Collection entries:
****
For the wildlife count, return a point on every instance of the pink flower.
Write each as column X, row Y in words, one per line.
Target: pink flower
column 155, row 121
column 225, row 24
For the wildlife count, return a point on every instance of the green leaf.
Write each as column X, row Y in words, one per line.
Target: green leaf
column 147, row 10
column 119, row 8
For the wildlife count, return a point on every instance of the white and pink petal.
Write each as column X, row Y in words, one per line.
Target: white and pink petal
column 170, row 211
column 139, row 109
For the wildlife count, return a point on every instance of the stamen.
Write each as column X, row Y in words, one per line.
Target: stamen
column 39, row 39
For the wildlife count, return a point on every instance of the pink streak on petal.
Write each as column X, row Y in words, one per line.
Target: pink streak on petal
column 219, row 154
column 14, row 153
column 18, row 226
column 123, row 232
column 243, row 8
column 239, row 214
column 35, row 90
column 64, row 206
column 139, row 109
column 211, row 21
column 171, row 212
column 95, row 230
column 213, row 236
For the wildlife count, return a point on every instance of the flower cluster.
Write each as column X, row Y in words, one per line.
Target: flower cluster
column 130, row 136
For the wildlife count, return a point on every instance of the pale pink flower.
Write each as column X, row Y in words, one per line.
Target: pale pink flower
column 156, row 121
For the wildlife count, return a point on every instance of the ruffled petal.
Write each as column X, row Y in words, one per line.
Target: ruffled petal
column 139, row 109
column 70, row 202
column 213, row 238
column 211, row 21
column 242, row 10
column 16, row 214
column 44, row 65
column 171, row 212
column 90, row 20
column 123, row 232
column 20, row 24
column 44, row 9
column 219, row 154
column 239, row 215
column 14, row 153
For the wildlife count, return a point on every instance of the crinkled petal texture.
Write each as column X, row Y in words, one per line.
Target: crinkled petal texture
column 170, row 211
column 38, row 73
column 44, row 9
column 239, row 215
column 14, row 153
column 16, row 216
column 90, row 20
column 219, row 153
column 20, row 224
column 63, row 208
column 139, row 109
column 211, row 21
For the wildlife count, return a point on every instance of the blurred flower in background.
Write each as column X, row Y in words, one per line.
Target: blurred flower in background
****
### WHAT THIS TASK INVOLVES
Restate the whole set of entries exactly.

### TASK RESULT
For the wildlife count, return a point on every instance of the pink flower.
Write each as column X, row Y in words, one per line.
Target: pink flower
column 155, row 121
column 225, row 24
For the wildlife count, return a point on every instance of the green leaf.
Write each as column X, row Y in words, one per line.
Target: green leaf
column 147, row 10
column 119, row 8
For the wildlife count, return a point on every instance of the white and pink petal.
Write each as column X, row Y in words, one per line.
Target: white and pink petal
column 170, row 211
column 139, row 109
For the wildlife count, return a point on every instance of the stamen.
Write each as column X, row Y in words, one per line.
Target: stamen
column 39, row 39
For the wildlife count, return a point on every instance of the pink streak on petal.
Write each as column X, row Y in words, one per line.
Target: pink streak on petal
column 219, row 154
column 14, row 153
column 18, row 226
column 123, row 232
column 243, row 8
column 239, row 214
column 35, row 90
column 64, row 206
column 139, row 109
column 211, row 21
column 171, row 212
column 95, row 230
column 213, row 236
For the wildlife count, return a point on every instance of the flower cluster.
Write each as column X, row Y in words, one per line.
Target: flower cluster
column 130, row 136
For the wildlife count, return a point on every instance of the pale pink flower.
Write each as column X, row Y in words, one per line.
Target: pale pink flower
column 156, row 121
For the wildlife count, return a point on every instance of the ruffled petal.
Write each as column X, row Y in words, one per line.
Target: ruffled petal
column 139, row 109
column 70, row 202
column 213, row 238
column 211, row 21
column 242, row 10
column 16, row 214
column 44, row 65
column 171, row 212
column 90, row 20
column 123, row 232
column 20, row 24
column 44, row 9
column 219, row 154
column 239, row 215
column 14, row 153
For the wildlife count, return a point on every instance of the crinkled petal texture.
Write each as column X, row Y in words, one per line.
Target: crinkled petal texture
column 170, row 211
column 38, row 73
column 44, row 9
column 239, row 215
column 14, row 153
column 16, row 216
column 90, row 20
column 219, row 153
column 20, row 224
column 63, row 208
column 139, row 109
column 211, row 21
For the wildlife count, return a point on every instance of the blurred flower in background.
Write each as column X, row Y in words, one per line.
Target: blurred flower in background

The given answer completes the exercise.